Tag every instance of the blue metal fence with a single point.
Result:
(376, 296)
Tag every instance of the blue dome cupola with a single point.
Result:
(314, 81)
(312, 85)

---*---

WHAT YOU WILL DO: Your output should be an exact copy of every line from the one containing "Tag every instance of the blue dome" through the end of the records.

PROBLEM SOLUTION:
Tag every instance of the blue dome cupola with a single point.
Result:
(314, 81)
(312, 85)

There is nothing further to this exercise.